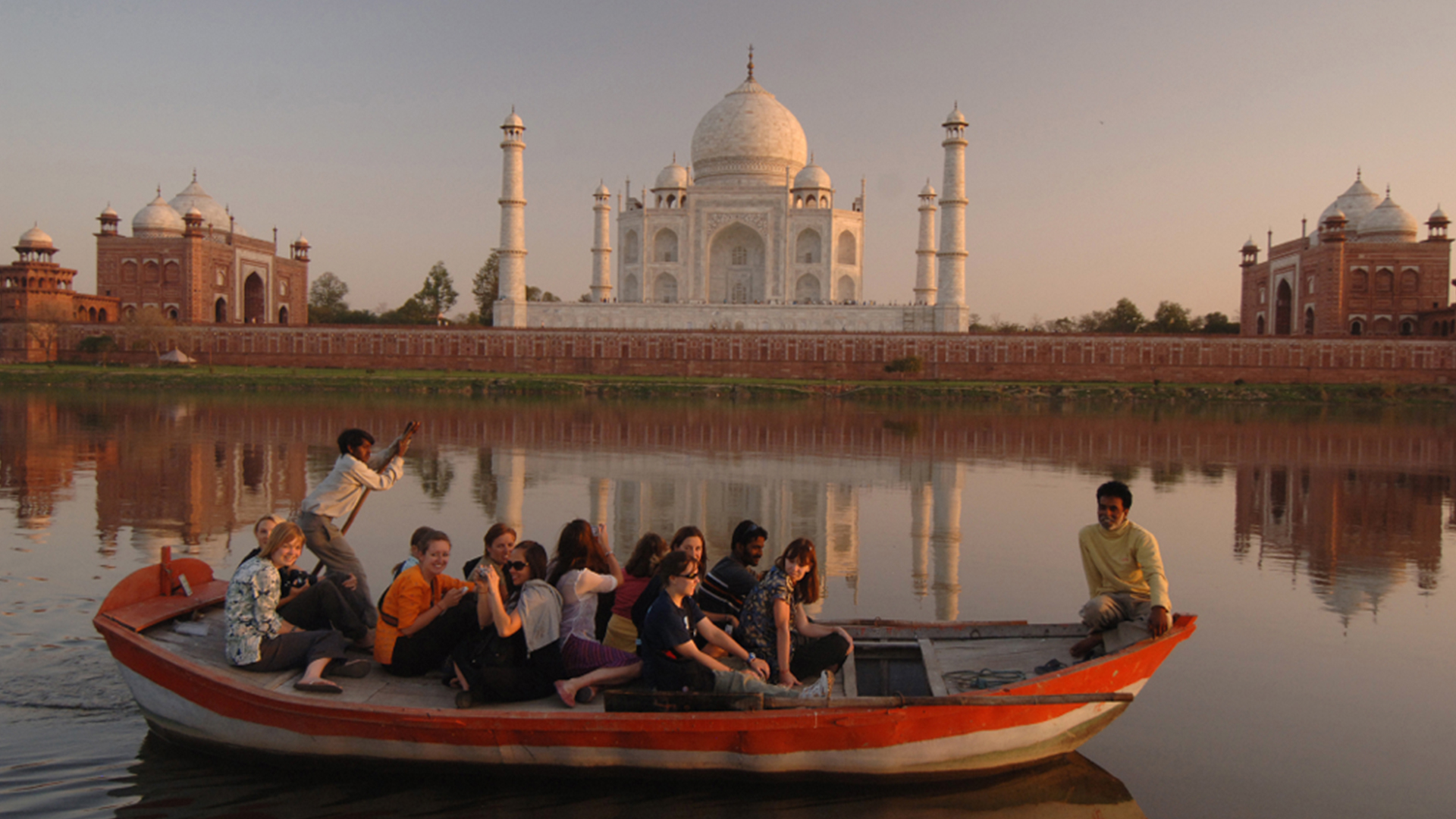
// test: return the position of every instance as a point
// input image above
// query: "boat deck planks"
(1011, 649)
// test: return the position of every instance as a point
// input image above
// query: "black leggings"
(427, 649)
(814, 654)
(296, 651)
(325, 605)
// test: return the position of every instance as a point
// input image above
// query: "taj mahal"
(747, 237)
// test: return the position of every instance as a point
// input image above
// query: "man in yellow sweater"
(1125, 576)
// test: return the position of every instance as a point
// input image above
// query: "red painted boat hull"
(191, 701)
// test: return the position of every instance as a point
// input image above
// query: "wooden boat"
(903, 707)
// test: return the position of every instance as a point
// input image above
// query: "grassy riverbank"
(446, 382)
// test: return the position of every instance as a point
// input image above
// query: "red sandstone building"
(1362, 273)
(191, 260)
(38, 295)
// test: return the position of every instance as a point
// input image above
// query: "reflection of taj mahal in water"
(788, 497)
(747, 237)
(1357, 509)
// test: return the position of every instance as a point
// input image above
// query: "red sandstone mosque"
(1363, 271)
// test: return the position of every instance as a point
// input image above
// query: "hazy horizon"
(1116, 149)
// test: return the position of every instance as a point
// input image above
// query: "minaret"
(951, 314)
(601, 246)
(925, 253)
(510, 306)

▶ _WHAT YOU HAVE TO DO_
When copying, output the data exactly and leave out the pictures.

▶ _SOLUTION TO THIS EXERCISE_
// test: return the position of every instance as a point
// input image above
// query: "boat deck planks"
(1011, 649)
// test: return the position of every instance as a point
// input image above
// query: "black leggings"
(427, 649)
(814, 654)
(296, 651)
(325, 605)
// test: return the position of every instance as a point
// input image above
// query: "taj mahal"
(747, 237)
// test: return the position of every instance as a point
// input image above
// query: "man in yellow sweater"
(1125, 576)
// test: return the position of every instance as a point
// input image above
// query: "red painted boat hull"
(191, 701)
// test: return the position of every instance as a point
// input image above
// query: "wooden boat"
(903, 707)
// test: return the position of every instance as a point
// input image above
// query: "grassy riverbank"
(446, 382)
// test: return the position of every instance as a point
// input image above
// query: "red sandstone building"
(1362, 273)
(191, 260)
(38, 295)
// test: return the position of every instance as a point
// input image above
// query: "reflection of taj mahal in water"
(788, 497)
(747, 237)
(1357, 509)
// test: return the position of every instance as a point
// input image above
// query: "red sandstone mosque"
(1363, 271)
// test: return the position of every instance as a point
// input image above
// query: "hazy horizon"
(1116, 149)
// test: return the position of every instance as a point
// input image above
// query: "minaret"
(951, 314)
(601, 246)
(925, 253)
(510, 306)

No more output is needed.